> WORK ORDER:
Copy the records from the line with "82L114 75L107 74L100" up to and including the line with "positive clicks: (113, 94)", swapping "rough mask" for "coarse mask" and changing nothing else, and give only those lines.

> RECORDED DATA:
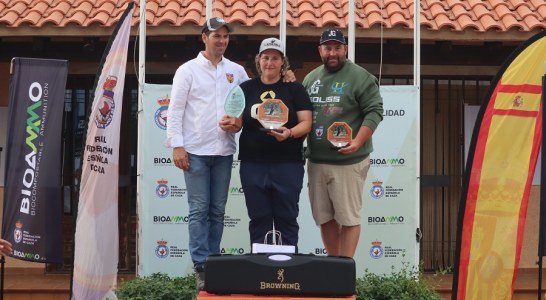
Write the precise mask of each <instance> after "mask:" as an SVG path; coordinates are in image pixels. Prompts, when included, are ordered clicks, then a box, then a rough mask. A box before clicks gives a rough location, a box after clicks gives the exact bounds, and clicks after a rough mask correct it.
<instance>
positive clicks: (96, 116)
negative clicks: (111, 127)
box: [95, 76, 118, 129]
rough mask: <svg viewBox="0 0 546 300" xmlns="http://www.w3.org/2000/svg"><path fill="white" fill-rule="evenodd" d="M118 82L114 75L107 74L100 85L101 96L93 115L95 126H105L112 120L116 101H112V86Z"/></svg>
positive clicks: (113, 94)
mask: <svg viewBox="0 0 546 300" xmlns="http://www.w3.org/2000/svg"><path fill="white" fill-rule="evenodd" d="M117 84H118V78H117V77H116V76H108V77H107V78H106V81H104V84H103V85H102V96H101V98H100V100H99V111H98V112H97V114H96V115H95V125H97V128H103V129H104V128H106V127H108V125H110V122H112V119H113V117H114V111H115V108H116V103H115V102H114V88H115V87H116V85H117Z"/></svg>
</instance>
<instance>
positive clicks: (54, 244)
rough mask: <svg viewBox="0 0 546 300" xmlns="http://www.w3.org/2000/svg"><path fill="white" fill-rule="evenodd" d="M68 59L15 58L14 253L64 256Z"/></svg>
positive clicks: (12, 198)
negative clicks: (64, 199) (65, 157)
mask: <svg viewBox="0 0 546 300" xmlns="http://www.w3.org/2000/svg"><path fill="white" fill-rule="evenodd" d="M67 73H68V61H66V60H49V59H33V58H14V59H13V60H12V74H11V78H10V91H9V98H10V99H9V118H8V136H7V153H6V172H5V174H6V176H5V186H4V213H3V222H2V238H4V239H6V240H8V241H10V242H11V243H12V244H13V253H12V254H11V256H12V257H15V258H18V259H22V260H28V261H33V262H42V263H60V262H61V261H62V240H61V237H62V232H61V230H62V227H61V225H62V205H61V203H62V202H61V132H62V118H63V106H64V93H65V87H66V77H67Z"/></svg>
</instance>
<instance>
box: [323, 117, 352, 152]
mask: <svg viewBox="0 0 546 300" xmlns="http://www.w3.org/2000/svg"><path fill="white" fill-rule="evenodd" d="M327 134H328V141H329V142H330V143H331V144H332V146H333V147H334V149H340V148H343V147H345V146H347V145H348V144H349V142H351V141H352V140H353V129H352V128H351V126H349V124H347V123H345V122H334V123H333V124H332V125H330V127H328V132H327Z"/></svg>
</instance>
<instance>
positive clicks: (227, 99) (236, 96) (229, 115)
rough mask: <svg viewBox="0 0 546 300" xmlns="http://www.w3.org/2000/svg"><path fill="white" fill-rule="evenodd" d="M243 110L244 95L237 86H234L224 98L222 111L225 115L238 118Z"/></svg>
mask: <svg viewBox="0 0 546 300" xmlns="http://www.w3.org/2000/svg"><path fill="white" fill-rule="evenodd" d="M244 109H245V94H244V93H243V90H242V89H241V87H239V86H238V85H237V86H235V87H234V88H233V89H231V91H230V92H229V94H228V95H227V97H226V103H225V104H224V111H225V112H226V115H228V116H231V117H235V118H238V117H239V116H241V114H242V113H243V110H244Z"/></svg>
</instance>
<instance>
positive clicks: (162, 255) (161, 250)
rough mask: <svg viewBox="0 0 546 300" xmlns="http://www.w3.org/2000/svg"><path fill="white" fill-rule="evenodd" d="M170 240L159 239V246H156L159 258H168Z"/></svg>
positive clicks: (155, 254)
mask: <svg viewBox="0 0 546 300" xmlns="http://www.w3.org/2000/svg"><path fill="white" fill-rule="evenodd" d="M167 244H168V242H167V241H165V240H163V239H161V240H159V241H157V247H156V248H155V255H156V256H157V257H159V258H166V257H168V256H169V248H168V247H167Z"/></svg>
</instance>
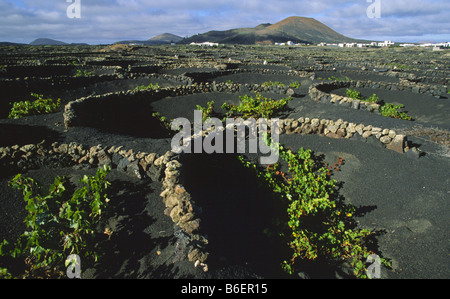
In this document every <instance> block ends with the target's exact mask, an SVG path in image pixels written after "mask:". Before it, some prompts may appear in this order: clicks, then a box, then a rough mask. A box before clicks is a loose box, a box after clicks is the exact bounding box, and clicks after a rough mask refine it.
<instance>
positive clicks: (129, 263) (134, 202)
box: [94, 179, 173, 279]
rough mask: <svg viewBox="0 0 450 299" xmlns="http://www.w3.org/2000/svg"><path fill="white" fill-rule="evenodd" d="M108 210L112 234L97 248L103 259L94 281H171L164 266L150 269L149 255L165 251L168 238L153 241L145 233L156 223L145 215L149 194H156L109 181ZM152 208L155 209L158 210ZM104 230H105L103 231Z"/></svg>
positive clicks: (157, 238)
mask: <svg viewBox="0 0 450 299" xmlns="http://www.w3.org/2000/svg"><path fill="white" fill-rule="evenodd" d="M110 188H111V189H110V191H109V194H110V198H111V201H110V206H109V207H108V212H107V213H106V215H105V216H104V217H105V218H104V219H108V220H106V223H105V224H104V225H105V226H106V227H108V228H109V229H110V230H111V231H112V234H111V236H110V237H108V236H107V235H106V234H104V235H103V240H101V241H100V242H99V247H100V248H101V252H102V253H104V255H103V256H102V257H101V259H100V263H99V264H97V265H95V266H94V268H95V277H96V278H107V279H111V278H120V279H123V278H125V279H129V278H131V279H136V278H145V277H152V278H171V273H172V272H173V271H172V270H173V269H169V268H170V267H169V266H167V265H158V266H156V267H155V266H154V265H151V264H150V262H149V261H148V255H149V254H150V253H151V252H153V251H154V250H155V248H157V247H159V248H165V247H167V246H168V244H169V242H170V237H158V238H155V237H154V236H152V235H151V234H150V233H148V232H147V231H148V230H151V228H150V227H151V226H152V225H154V224H155V222H156V221H157V220H156V219H155V218H153V217H152V216H151V215H149V213H148V212H147V209H148V207H147V205H148V204H149V199H148V194H152V193H154V192H156V191H155V190H153V189H152V187H150V186H149V185H148V183H147V184H145V183H142V182H138V183H134V184H133V183H130V182H128V181H123V180H118V179H116V180H112V181H111V187H110ZM152 208H154V209H156V208H157V207H153V206H152ZM102 230H105V228H102Z"/></svg>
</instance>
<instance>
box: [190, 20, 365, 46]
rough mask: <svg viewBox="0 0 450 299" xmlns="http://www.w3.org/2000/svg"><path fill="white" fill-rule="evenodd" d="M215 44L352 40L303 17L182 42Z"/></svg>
mask: <svg viewBox="0 0 450 299" xmlns="http://www.w3.org/2000/svg"><path fill="white" fill-rule="evenodd" d="M205 41H210V42H216V43H223V44H258V43H262V44H273V43H275V42H287V41H292V42H294V43H313V44H315V43H320V42H327V43H336V42H354V41H356V40H355V39H352V38H349V37H346V36H344V35H342V34H339V33H337V32H336V31H334V30H333V29H331V28H330V27H328V26H326V25H325V24H323V23H321V22H319V21H317V20H315V19H313V18H304V17H289V18H287V19H284V20H282V21H280V22H278V23H276V24H273V25H272V24H261V25H258V26H256V27H254V28H238V29H231V30H226V31H209V32H206V33H204V34H199V35H195V36H192V37H190V38H187V39H184V40H183V41H182V43H191V42H205Z"/></svg>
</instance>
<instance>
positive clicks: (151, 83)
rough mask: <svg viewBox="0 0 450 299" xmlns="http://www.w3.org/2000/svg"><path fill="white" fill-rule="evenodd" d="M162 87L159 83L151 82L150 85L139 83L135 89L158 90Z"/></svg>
mask: <svg viewBox="0 0 450 299" xmlns="http://www.w3.org/2000/svg"><path fill="white" fill-rule="evenodd" d="M158 89H160V87H159V85H158V83H156V84H152V83H150V84H149V85H147V86H145V85H139V86H137V87H136V88H135V90H158Z"/></svg>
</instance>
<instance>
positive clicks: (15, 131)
mask: <svg viewBox="0 0 450 299" xmlns="http://www.w3.org/2000/svg"><path fill="white" fill-rule="evenodd" d="M61 139H62V137H61V135H60V133H58V132H56V131H53V130H51V129H49V128H46V127H41V126H28V125H13V124H0V146H13V145H19V146H21V145H27V144H36V143H39V142H41V141H42V140H46V141H47V142H49V143H52V142H55V141H59V140H61Z"/></svg>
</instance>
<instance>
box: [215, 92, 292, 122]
mask: <svg viewBox="0 0 450 299" xmlns="http://www.w3.org/2000/svg"><path fill="white" fill-rule="evenodd" d="M290 100H292V99H291V98H290V97H288V98H285V99H281V100H279V101H275V100H272V99H268V98H266V97H264V96H262V95H261V94H260V93H257V94H256V97H251V96H248V95H245V96H241V97H240V100H239V105H231V104H227V103H224V104H223V105H222V109H223V110H225V111H227V113H226V117H228V118H229V117H243V118H255V119H257V118H260V117H263V118H271V117H272V116H273V115H274V114H275V113H276V112H278V111H281V110H282V109H283V108H284V107H285V106H286V105H287V103H288V102H289V101H290Z"/></svg>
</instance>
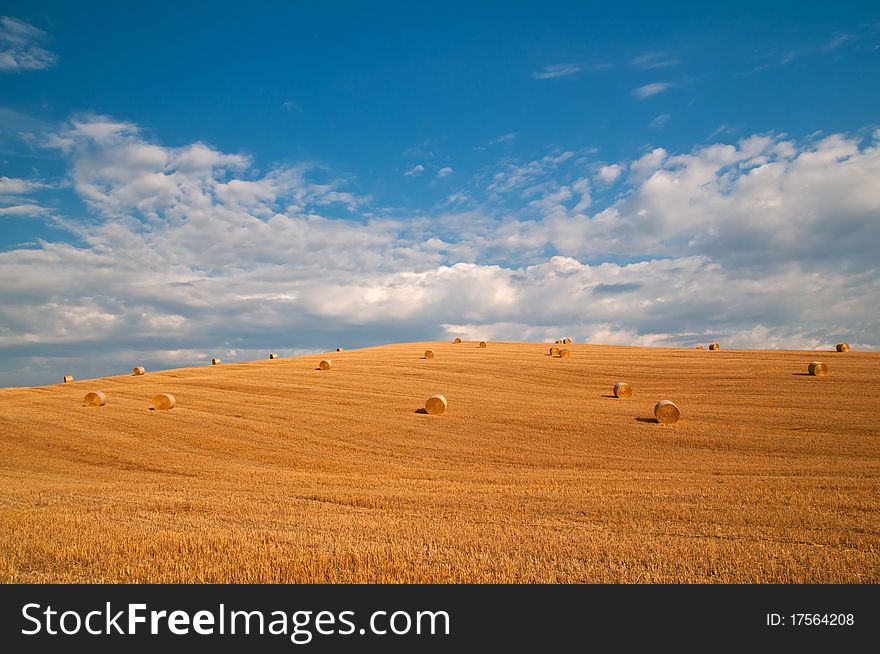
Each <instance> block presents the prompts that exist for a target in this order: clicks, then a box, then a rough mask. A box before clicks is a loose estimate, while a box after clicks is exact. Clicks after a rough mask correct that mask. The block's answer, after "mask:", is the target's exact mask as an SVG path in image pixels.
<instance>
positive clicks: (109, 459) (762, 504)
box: [0, 342, 880, 583]
mask: <svg viewBox="0 0 880 654" xmlns="http://www.w3.org/2000/svg"><path fill="white" fill-rule="evenodd" d="M549 347H550V345H549V344H541V343H494V342H492V343H489V347H487V348H485V349H481V348H479V347H477V343H476V342H465V343H461V344H457V345H453V344H452V343H442V342H433V343H409V344H403V345H388V346H382V347H375V348H370V349H364V350H351V351H345V352H341V353H337V352H334V353H328V354H324V355H314V356H306V357H298V358H290V359H284V358H282V359H277V360H273V361H270V360H268V359H267V360H265V361H254V362H242V363H224V364H222V365H219V366H207V367H197V368H188V369H180V370H168V371H163V372H149V371H147V374H146V375H144V376H119V377H108V378H105V379H95V380H88V381H77V382H74V383H72V384H58V385H55V386H48V387H41V388H29V389H2V390H0V581H3V582H234V583H237V582H285V583H287V582H440V583H443V582H538V583H556V582H685V583H691V582H822V583H825V582H829V583H830V582H872V583H876V582H878V581H880V483H878V480H880V443H878V435H880V427H878V425H880V382H878V373H880V355H878V354H870V353H860V352H851V353H837V352H795V351H727V350H721V351H718V352H710V351H708V350H702V351H698V350H683V349H659V348H635V347H611V346H591V345H577V344H575V345H570V346H567V347H568V348H569V349H570V350H571V356H570V357H567V358H564V359H560V358H551V357H550V356H549V355H548V354H547V353H548V351H549ZM426 348H431V349H433V350H434V351H435V353H436V358H434V359H424V358H422V355H423V353H424V351H425V349H426ZM267 356H268V353H267ZM322 358H331V359H332V361H333V367H332V369H331V370H329V371H320V370H316V367H317V363H318V361H320V359H322ZM816 359H819V360H822V361H825V362H826V363H827V364H828V366H829V375H828V376H827V377H811V376H808V375H806V374H805V373H806V370H807V364H808V363H809V362H810V361H812V360H816ZM137 364H138V362H137V361H131V362H128V365H129V367H130V366H133V365H137ZM621 380H623V381H627V382H629V383H630V384H631V385H632V388H633V391H634V394H633V397H632V398H630V399H616V398H614V397H613V396H612V394H611V389H612V386H613V385H614V383H615V382H617V381H621ZM89 391H103V392H105V393H106V396H107V404H106V405H105V406H103V407H100V408H93V407H84V406H82V400H83V396H84V395H85V394H86V393H87V392H89ZM159 392H169V393H172V394H173V395H174V396H175V397H176V399H177V406H176V408H174V409H173V410H171V411H153V410H151V399H152V397H153V395H155V394H156V393H159ZM435 393H442V394H443V395H445V396H446V398H447V399H448V401H449V408H448V411H447V412H446V413H445V414H444V415H439V416H435V415H425V414H423V413H420V412H418V410H419V409H421V408H422V407H423V406H424V402H425V400H426V399H427V398H428V397H429V396H431V395H433V394H435ZM660 399H670V400H672V401H674V402H675V403H676V404H677V405H678V406H679V408H680V409H681V413H682V419H681V421H680V422H679V423H677V424H675V425H672V426H661V425H658V424H656V423H655V422H654V421H653V414H652V410H653V406H654V403H655V402H656V401H657V400H660Z"/></svg>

> WRITTEN RESPONSE:
coarse mask: <svg viewBox="0 0 546 300" xmlns="http://www.w3.org/2000/svg"><path fill="white" fill-rule="evenodd" d="M118 82L114 75L107 74L100 85L101 96L93 115L95 126H105L112 120L116 101H112V86Z"/></svg>
positive clicks: (113, 94)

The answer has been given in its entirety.